### Exercise inputs
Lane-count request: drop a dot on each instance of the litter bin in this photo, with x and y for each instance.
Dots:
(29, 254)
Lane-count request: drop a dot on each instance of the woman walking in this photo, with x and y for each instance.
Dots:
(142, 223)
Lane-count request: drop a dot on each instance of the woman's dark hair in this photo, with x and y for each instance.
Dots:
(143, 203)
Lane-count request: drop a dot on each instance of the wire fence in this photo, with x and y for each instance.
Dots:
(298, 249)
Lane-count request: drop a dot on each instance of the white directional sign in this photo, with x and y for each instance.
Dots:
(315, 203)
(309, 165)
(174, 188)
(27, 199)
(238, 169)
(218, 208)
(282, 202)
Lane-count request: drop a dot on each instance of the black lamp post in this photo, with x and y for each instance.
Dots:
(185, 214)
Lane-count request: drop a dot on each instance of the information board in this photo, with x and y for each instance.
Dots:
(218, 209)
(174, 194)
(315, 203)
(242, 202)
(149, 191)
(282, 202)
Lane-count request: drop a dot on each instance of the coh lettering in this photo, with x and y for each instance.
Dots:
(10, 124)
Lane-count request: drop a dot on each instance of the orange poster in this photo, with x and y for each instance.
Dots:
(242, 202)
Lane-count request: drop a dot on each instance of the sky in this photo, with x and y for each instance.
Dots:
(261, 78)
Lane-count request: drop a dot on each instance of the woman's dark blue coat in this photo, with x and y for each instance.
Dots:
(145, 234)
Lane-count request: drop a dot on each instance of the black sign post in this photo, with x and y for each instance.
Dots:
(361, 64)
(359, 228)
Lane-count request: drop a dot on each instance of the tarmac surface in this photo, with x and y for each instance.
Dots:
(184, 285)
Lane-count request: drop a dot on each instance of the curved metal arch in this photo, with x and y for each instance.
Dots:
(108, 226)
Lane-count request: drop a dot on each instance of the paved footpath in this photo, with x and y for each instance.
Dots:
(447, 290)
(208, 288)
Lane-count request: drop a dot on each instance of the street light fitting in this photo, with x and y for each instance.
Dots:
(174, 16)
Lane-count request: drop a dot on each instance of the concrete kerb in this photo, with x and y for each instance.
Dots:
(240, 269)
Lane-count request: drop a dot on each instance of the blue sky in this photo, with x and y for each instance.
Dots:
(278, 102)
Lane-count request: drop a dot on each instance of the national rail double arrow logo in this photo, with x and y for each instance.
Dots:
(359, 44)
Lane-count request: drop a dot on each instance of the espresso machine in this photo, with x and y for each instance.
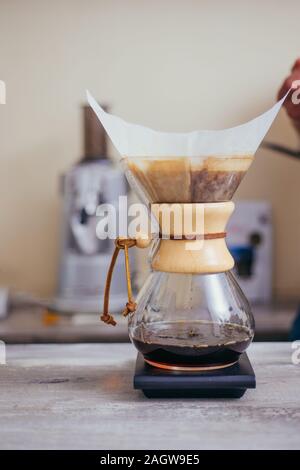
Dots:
(84, 255)
(190, 323)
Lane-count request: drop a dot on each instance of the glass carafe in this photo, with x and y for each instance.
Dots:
(192, 321)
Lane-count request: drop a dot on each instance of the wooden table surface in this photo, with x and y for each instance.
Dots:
(81, 397)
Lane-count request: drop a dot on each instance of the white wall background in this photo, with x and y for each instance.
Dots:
(169, 64)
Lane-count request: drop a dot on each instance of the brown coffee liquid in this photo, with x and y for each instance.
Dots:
(199, 343)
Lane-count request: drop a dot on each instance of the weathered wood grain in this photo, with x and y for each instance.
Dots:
(81, 397)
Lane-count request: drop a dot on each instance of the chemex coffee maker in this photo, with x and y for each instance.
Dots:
(190, 323)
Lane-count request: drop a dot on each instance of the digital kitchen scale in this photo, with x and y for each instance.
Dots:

### Exercise prompt
The reply must consist of the records, repeated exactly, minus any images.

### Task answer
Lane-count request: drop a dot on each instance of the litter bin in this photo, with x and y for each instance.
Dots:
(29, 254)
Lane-count request: drop a dot on each instance of the woman walking in this photo, with x and y for each instance.
Dots:
(142, 223)
Lane-count request: drop a dot on each instance of the woman's dark hair in this photo, with x and y for each instance.
Dots:
(143, 203)
Lane-count request: drop a dot on each instance of the wire fence in this photo, with x and y for each instance.
Dots:
(298, 249)
Lane-count request: drop a dot on each instance of the white directional sign in this photo, with x and y for each instance.
Dots:
(315, 203)
(309, 165)
(174, 188)
(27, 199)
(238, 169)
(218, 208)
(282, 202)
Lane-count request: drop a dot on each instance of the black lamp post in this photo, with x and y for each instance.
Dots:
(185, 214)
Lane-count request: drop a dot on each instance of the information board in this photo, with x and y for each instance.
Dots:
(218, 209)
(174, 194)
(315, 203)
(242, 202)
(149, 191)
(282, 202)
Lane-count request: drop a dot on each instance of the coh lettering in this photo, with x and y for each instance.
Dots:
(10, 124)
Lane-count request: drop a dot on each instance of the orange poster in this photo, with x and y for each instance.
Dots:
(242, 202)
Lane-count request: drop a dot on each instance of the sky in this photo, with x and y for each instance.
Dots:
(261, 78)
Lane-count request: drop a dot on each instance of the woman's dark blue coat in this photo, with x and y for each instance.
Dots:
(145, 234)
Lane-count request: drop a dot on each instance of the black sign post in this photo, with x and y for each instance.
Dots:
(361, 64)
(359, 228)
Lane-count request: drop a dot on each instance of the tarmac surface in this photo, with x and y for each instance.
Dots:
(184, 285)
Lane-count request: drop a dot on each instance of the curved metal arch in this photo, with x and y for each instance.
Dots:
(108, 226)
Lane-count request: drop a dot on each instance of the paved footpath in this photo, with x and y for each instance.
Dots:
(447, 290)
(208, 288)
Lane-count request: drop a dot on each instance of the street light fitting in this photo, with x and y for each instance.
Dots:
(174, 16)
Lane-count request: drop a dot on each instance of the concrete kerb in this photo, with x and y for each instance.
Dots:
(240, 269)
Lane-count request: drop a dot on each instance of the blue sky in this photo, with x and y for each instance.
Dots:
(278, 102)
Lane-count request: drop a dot on each instance of the national rail double arrow logo in this photo, with x and y for each instance.
Dots:
(359, 44)
Lane-count request: drop a dot on each instance of the espresso machine in this photo, with x and y for each instance.
Dots:
(84, 255)
(190, 323)
Lane-count request: drop a dot on each instance of the glass carafe in this photo, with x and y for each instance.
Dots:
(192, 321)
Lane-count request: drop a dot on each instance of the wooden table surface in this photo, with x and y for each instance.
Dots:
(81, 397)
Lane-count request: drop a dot on each instance of the white wall background in this photo, with x and y for each instance.
Dots:
(169, 64)
Lane-count request: drop a dot on each instance of the brown coffee liquid in this photo, with x and y for each instance.
Dots:
(199, 343)
Lane-count request: drop a dot on each instance of the weathered wood grain in this photo, with x and y for each instance.
Dots:
(81, 397)
Lane-count request: drop a dot on each instance of the chemex coffee maker in this photo, with x and y for each instance.
Dots:
(190, 323)
Lane-count request: drop a dot on each instance of the digital kitchen scale in this photo, with x and y for each instance.
Dots:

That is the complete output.